* **What you are asked to do**: Rewrite the lines from the line with "Practice. Locate the rocky" up to and including the line with "136), (247, 187)]", switching "marker" to "dot" everywhere and leaving the pictures out.

--- START OF Material shown ---

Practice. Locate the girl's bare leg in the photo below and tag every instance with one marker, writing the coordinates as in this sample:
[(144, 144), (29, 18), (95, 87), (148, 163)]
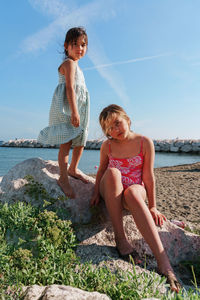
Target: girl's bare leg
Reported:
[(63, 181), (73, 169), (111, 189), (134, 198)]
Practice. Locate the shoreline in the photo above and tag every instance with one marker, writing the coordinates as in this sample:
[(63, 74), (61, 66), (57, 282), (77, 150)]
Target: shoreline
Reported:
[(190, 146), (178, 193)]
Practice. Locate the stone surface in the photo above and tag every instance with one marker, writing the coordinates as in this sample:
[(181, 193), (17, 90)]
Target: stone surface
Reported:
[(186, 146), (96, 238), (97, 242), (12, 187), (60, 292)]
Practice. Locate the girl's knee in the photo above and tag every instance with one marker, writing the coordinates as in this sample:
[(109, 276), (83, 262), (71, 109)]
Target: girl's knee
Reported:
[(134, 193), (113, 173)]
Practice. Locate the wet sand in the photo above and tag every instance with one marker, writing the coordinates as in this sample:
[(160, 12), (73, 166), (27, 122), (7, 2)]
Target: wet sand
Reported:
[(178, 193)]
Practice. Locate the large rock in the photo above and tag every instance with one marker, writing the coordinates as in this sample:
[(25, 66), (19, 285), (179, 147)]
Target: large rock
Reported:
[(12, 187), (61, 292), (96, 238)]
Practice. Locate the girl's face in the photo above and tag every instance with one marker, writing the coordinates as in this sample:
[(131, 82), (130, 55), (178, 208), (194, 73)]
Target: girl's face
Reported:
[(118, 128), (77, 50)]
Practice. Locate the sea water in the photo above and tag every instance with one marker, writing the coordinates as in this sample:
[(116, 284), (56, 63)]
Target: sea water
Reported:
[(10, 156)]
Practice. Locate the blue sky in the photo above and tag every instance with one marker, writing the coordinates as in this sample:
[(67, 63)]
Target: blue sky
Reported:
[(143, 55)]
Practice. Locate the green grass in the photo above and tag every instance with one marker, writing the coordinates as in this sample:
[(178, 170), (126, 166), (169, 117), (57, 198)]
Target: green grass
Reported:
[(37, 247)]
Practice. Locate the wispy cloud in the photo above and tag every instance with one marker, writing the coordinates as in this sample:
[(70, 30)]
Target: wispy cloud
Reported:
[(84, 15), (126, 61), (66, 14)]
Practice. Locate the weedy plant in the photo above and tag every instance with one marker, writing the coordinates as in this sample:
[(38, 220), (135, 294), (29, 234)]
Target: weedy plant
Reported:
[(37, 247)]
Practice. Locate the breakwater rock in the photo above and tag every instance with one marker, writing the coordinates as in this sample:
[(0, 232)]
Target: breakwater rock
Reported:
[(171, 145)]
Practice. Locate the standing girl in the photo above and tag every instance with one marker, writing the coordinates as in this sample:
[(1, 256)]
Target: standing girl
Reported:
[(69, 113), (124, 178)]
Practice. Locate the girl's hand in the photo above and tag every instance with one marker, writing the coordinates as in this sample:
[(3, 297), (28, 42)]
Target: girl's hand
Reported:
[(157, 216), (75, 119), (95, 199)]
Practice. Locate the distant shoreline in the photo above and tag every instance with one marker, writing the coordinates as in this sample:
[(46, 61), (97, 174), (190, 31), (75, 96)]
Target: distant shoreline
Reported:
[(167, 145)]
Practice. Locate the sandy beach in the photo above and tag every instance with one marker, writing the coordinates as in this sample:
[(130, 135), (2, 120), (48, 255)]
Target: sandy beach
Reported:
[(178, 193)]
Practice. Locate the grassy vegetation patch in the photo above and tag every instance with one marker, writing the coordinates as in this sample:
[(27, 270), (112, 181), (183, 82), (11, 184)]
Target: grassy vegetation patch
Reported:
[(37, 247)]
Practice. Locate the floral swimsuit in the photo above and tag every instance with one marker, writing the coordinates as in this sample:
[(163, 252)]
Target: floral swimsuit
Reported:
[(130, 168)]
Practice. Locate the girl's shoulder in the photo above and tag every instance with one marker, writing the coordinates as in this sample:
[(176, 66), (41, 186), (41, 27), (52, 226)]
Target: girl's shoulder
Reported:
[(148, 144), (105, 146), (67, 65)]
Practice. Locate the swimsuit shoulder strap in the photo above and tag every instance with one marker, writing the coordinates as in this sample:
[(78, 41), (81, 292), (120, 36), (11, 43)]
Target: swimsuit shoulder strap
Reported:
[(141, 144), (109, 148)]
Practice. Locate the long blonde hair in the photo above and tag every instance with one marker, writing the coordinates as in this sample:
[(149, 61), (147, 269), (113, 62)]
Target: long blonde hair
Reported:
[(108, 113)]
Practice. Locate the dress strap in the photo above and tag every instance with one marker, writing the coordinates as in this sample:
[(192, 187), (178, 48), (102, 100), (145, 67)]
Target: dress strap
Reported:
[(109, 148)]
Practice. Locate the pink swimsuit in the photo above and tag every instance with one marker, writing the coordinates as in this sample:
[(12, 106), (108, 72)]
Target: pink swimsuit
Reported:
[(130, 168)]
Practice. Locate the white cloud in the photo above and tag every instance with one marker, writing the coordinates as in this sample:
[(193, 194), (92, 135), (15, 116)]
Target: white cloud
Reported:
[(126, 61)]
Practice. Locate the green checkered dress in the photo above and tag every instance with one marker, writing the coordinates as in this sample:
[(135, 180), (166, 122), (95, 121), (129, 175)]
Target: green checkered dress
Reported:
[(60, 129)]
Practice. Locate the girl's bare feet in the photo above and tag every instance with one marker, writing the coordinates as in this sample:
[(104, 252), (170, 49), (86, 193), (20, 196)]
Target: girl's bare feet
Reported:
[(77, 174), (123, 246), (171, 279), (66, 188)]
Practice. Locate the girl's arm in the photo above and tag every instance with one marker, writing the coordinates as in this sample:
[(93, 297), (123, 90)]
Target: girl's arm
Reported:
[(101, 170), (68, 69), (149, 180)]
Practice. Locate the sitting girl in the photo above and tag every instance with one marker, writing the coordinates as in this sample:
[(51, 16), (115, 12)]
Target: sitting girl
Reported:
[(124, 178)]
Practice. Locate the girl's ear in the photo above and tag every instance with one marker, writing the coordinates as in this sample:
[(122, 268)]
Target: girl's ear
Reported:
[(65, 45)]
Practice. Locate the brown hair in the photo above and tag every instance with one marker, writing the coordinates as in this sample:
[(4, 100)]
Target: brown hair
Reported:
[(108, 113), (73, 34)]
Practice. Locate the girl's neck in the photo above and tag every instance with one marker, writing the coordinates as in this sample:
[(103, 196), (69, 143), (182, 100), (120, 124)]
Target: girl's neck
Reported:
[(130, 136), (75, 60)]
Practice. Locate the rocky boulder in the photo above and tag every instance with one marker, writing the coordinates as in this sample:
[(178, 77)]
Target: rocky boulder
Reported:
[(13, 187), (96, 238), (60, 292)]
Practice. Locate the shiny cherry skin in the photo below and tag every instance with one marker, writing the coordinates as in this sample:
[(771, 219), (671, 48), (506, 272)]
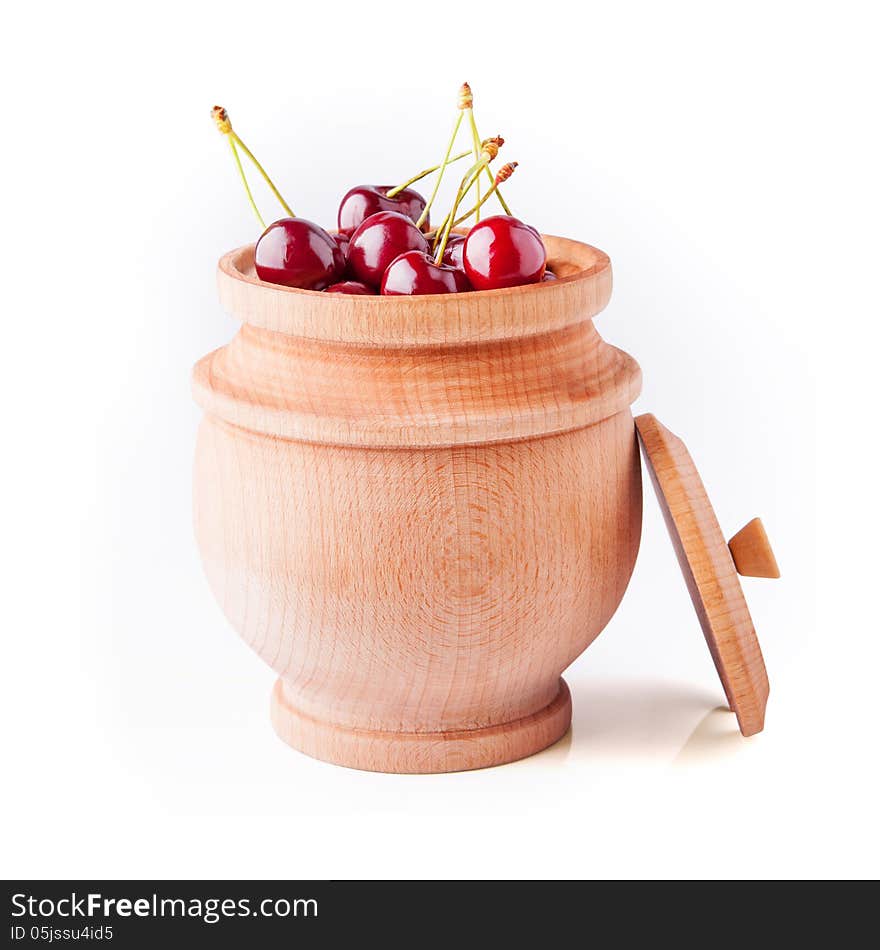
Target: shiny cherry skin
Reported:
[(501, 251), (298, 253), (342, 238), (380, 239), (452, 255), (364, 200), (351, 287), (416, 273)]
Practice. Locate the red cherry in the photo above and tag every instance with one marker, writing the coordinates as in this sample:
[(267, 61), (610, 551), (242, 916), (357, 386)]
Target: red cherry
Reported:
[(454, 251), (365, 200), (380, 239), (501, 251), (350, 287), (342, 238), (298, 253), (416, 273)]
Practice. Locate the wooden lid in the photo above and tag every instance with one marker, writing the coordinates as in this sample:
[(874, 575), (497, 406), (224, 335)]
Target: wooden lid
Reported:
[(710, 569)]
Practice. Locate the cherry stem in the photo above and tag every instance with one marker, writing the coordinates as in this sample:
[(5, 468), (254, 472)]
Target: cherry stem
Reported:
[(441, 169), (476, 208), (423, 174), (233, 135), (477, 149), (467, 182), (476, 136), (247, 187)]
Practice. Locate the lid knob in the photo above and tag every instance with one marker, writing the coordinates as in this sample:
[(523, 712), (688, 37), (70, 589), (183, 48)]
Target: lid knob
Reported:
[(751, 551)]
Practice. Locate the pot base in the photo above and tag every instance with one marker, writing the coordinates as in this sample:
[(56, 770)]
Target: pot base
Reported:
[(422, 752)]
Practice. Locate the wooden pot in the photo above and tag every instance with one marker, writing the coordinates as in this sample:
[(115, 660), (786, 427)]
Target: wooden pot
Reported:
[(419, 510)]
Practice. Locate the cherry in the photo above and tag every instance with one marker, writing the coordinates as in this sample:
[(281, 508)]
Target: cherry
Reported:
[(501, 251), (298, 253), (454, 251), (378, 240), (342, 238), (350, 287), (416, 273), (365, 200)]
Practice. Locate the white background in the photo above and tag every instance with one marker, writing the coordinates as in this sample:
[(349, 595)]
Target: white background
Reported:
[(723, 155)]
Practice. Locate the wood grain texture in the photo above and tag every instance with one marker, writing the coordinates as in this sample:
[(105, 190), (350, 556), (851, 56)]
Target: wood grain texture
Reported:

--- END OF Material shown ---

* **Response to this task**:
Practice. Locate the rocky boulder in the photo above and tag every instance with one dot, writing the coordinates as in this sample:
[(178, 77)]
Target: rocky boulder
Reported:
[(13, 187), (96, 238), (60, 292)]
Practice. Locate the shiny cherry skin in the photo below and tag every instance with one dot, writing the coordinates as in this sample:
[(771, 219), (671, 48), (506, 272)]
Target: shiny cherry skin
Reported:
[(501, 251), (298, 253), (342, 238), (380, 239), (452, 255), (364, 200), (351, 287), (416, 273)]
Practice. Locate the red cherry in the photo above and tag every instance with one dot, writing the coordinates as in this sample:
[(267, 61), (610, 551), (242, 916), (357, 386)]
Target: red cherry
Reported:
[(454, 251), (365, 200), (380, 239), (501, 251), (350, 287), (342, 238), (298, 253), (416, 273)]
Practice. Locate the wooden lid in the photo above and tag every instance with one dot, writing the coordinates as in this sample:
[(874, 575), (497, 406), (224, 335)]
Target: wooden lid
Reported:
[(710, 569)]
Practice. Locate the cherry stem in the photo above and tag every instance with one dot, writing the coordinates as in this sample:
[(5, 468), (254, 472)]
Target: cherry stem
Reported:
[(441, 169), (476, 208), (423, 174), (233, 135), (477, 149), (467, 182), (476, 136), (247, 187)]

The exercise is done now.